◆ WHAT TO PRODUCE:
Below are some lines of data. Return all of them as they are.

[RECORDS FOR THE EXERCISE — start]

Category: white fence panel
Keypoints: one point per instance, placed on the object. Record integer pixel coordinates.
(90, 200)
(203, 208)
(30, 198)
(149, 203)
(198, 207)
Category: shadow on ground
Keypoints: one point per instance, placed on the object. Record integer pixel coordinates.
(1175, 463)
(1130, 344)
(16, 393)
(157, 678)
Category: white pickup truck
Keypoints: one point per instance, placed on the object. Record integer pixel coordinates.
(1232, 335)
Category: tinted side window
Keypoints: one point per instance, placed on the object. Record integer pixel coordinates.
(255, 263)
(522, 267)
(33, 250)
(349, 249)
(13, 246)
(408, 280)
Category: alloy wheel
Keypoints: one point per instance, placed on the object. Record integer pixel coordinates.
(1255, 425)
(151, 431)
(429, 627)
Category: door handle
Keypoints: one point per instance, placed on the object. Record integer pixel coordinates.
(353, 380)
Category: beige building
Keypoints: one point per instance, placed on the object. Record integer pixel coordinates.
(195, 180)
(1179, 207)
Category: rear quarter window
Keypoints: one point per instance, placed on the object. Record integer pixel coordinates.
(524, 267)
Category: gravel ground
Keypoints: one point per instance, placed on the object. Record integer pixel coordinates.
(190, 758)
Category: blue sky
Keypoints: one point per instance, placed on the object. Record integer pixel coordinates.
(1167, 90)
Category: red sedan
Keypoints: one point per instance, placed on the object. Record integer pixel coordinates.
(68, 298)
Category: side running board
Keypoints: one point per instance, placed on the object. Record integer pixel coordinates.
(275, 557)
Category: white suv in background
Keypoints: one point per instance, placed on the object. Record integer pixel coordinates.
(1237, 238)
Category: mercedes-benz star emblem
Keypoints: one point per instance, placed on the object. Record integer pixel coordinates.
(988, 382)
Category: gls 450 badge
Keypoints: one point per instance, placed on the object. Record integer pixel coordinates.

[RECORDS FOR THE EXERCISE — finish]

◆ ANSWER TO THIS PROBLEM:
Category: white fence panel
Keypoints: one point per instance, placed on the object. Record integer pixel coordinates.
(90, 200)
(203, 208)
(30, 198)
(149, 203)
(198, 207)
Category: shadow on ground
Keypoints: one point per instance, placed on the object. Record integer pixel coordinates.
(1175, 463)
(1130, 344)
(16, 393)
(157, 678)
Category: white pickup truck
Keypoints: one point per instance, placed on the object. Record integer pixel coordinates.
(1232, 335)
Category: tinted side window
Keypoints: one point per instance, placed on the object. Record integer pixel coordinates.
(255, 263)
(522, 267)
(33, 250)
(349, 249)
(13, 246)
(408, 280)
Category: alloy wheel
Keypoints: one point per instance, placed on the object. Record integer pixel coordinates.
(1255, 425)
(151, 431)
(429, 627)
Category: door handle
Keypoints: one point per instance, placed on the object. Record integer pixel coordinates.
(353, 380)
Category: beige building
Keypoints: one point per instance, placed on the object. Record integer pixel coordinates.
(195, 180)
(1179, 207)
Category: rear quarter window
Keypoints: one point per instance, placed on the object. Record integer pixel coordinates.
(524, 267)
Category: gravel ground
Keypoints: one point per instance, placed on the object. Record integer pixel coordinates.
(190, 758)
Category: blue sky
Keypoints: one point per instance, placed on the object. Record integer pixel coordinates.
(1167, 90)
Category: red sedan
Keypoints: one point per instance, placed on the object. Record integer pixel coordinates.
(68, 298)
Category: side running board
Keypoints: one point per instance, placed on the object. Record integer pixel coordinates.
(275, 557)
Category: white suv in background
Keypoints: one point per instance, placed on the object. Record integer pixel coordinates.
(1237, 238)
Category: mercedes-benz star emblem
Keypoints: one point per instance, placed on the object. Record integer pixel coordinates.
(988, 382)
Category: gls 450 badge
Keypoints: one point per instance, placed on the object. Record integer pixel coordinates.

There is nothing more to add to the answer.